Goal:
Revise the data below so that every "Indicate" becomes "Locate", and leave the rest of each line unchanged.

-----

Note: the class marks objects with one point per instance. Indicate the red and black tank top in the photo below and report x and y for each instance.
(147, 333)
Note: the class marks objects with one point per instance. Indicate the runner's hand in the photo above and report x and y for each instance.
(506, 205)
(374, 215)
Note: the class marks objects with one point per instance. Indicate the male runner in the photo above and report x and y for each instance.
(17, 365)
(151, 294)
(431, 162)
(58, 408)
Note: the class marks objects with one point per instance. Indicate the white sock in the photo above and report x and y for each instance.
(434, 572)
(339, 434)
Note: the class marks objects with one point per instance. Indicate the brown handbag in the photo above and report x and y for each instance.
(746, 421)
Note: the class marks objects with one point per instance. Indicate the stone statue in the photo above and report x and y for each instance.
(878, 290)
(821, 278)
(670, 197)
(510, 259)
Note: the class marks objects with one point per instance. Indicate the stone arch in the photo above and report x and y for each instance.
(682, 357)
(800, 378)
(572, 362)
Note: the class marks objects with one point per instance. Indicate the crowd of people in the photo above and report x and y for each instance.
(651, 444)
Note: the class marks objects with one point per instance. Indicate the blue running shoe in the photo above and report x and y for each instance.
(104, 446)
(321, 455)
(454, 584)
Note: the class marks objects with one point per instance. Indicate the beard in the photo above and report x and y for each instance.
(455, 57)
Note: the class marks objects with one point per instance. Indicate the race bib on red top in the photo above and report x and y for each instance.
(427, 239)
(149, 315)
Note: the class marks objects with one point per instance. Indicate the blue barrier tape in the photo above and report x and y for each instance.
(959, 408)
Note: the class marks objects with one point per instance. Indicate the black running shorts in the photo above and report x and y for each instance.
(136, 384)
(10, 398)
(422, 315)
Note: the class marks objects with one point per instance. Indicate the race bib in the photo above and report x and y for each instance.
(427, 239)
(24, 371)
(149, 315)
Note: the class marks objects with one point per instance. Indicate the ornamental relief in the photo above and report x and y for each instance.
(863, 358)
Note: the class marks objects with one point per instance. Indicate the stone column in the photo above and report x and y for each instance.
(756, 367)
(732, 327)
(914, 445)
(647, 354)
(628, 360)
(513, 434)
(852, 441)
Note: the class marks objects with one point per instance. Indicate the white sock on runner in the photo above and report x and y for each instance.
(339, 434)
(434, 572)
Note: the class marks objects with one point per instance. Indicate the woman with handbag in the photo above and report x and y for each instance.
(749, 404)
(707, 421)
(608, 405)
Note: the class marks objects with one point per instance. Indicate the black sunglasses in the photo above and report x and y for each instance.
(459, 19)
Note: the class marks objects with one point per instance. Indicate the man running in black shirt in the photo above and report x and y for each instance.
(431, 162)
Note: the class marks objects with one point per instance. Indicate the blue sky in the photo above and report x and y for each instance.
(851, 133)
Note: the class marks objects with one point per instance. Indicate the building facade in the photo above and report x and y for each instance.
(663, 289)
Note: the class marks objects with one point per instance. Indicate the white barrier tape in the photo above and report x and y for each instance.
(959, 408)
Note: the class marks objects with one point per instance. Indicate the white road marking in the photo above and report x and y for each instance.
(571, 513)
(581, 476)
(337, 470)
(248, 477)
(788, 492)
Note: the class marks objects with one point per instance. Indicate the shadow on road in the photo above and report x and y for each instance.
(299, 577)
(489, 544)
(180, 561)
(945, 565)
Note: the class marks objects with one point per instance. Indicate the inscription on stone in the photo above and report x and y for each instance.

-----

Answer below:
Note: the class marks objects with one point per instance. Locate the red and black tank top in the photo below and report x and y for each instance.
(147, 333)
Note: the class marks objects with one point per instance. Locate the runner's hand in the photo above and report x and y for each instance.
(506, 205)
(374, 215)
Note: the class marks objects with one point per instance. Locate the male runner in the photo above and report x and y for each instance.
(17, 365)
(151, 294)
(431, 162)
(58, 408)
Note: the class marks objects with one point per instance. Locate the white sock in the photo above and report x and y for each instance.
(434, 572)
(339, 434)
Note: the class marks objects with one point per instance. Locate the brown handbag in the photo above and report x and y for each instance.
(746, 421)
Note: the class marks objects with one point per instance. Locate the stone statue in the photo above and report x and y for each instance.
(878, 290)
(821, 278)
(670, 197)
(510, 259)
Note: the class marks objects with one point per instance. Locate the stone arch in the photo above and report x and y for each instance.
(682, 357)
(800, 378)
(572, 362)
Note: the class marks objects with one point per instance. Locate the crowd of people in the photo above and report x and y for each instance.
(651, 444)
Note: the class marks objects with one point per instance. Locate the blue running shoe in the photo above and report x and y for each instance.
(104, 446)
(321, 455)
(454, 584)
Note: the class marks objects with one point per instance. Locate the beard in the photo above and report x and y for each instance.
(455, 57)
Note: the class marks objects with one point per instance. Locate the race bib on red top in the photo above and report x and y for each instance.
(427, 239)
(149, 315)
Note: the class marks objects with one point per instance. Locate the blue barrier tape in the photo above and report x and y for each instance.
(959, 408)
Note: the class marks objects with one point per instance. Locate the black running shorts in the photo above and report x and y for each instance.
(136, 384)
(10, 398)
(422, 315)
Note: the class marks objects with one point per instance. Locate the race bib in the photo above and report x and y for each instance.
(427, 239)
(24, 371)
(149, 315)
Note: the class marks objects with one point per instance. Locate the ornamental relief in the photo above and report x and y for each instance.
(863, 358)
Note: the class marks objects with one point per instance. Locate the stone column in the photo above and report x and y for each instance.
(756, 367)
(732, 327)
(914, 445)
(647, 354)
(628, 360)
(513, 434)
(852, 441)
Note: the class marks objects with one point per instance. Locate the white sock on runner in the photo above and report x and y for each instance.
(339, 434)
(434, 572)
Note: the class marks objects with one point per instance. Locate the woman with handbag in the photo above and report x and y for each instance.
(749, 404)
(707, 421)
(608, 405)
Note: the class marks objects with one point per instance. Locate the black sunglasses in the photo above and report x and y for each instance.
(459, 19)
Note: the class marks objects with one point per instance. Locate the man running in black shirt in the photo above and report x and y for each instance.
(431, 162)
Note: the class marks objects with one point per instance. Locate the blue sky in the photo above and report x and y for each instance.
(851, 133)
Note: the class marks objects with one point per instance. Locate the building facade in the photo above and report x and y for each instance.
(663, 289)
Note: the class marks objects with one point per instance. Locate the white barrier tape in the photo above and report x and y for each instance.
(959, 408)
Note: the class marks objects with one point per instance. Locate the white road marking in the photo above and report x and y for each instance.
(571, 513)
(581, 476)
(337, 470)
(248, 477)
(788, 492)
Note: the class marks objects with one point per instance. Locate the shadow on road in the photo above and report x and y for each instance.
(299, 577)
(489, 544)
(180, 561)
(945, 565)
Note: the class marks objects with one point per instance. Locate the inscription on stone in the photo above and report x and y for each instance.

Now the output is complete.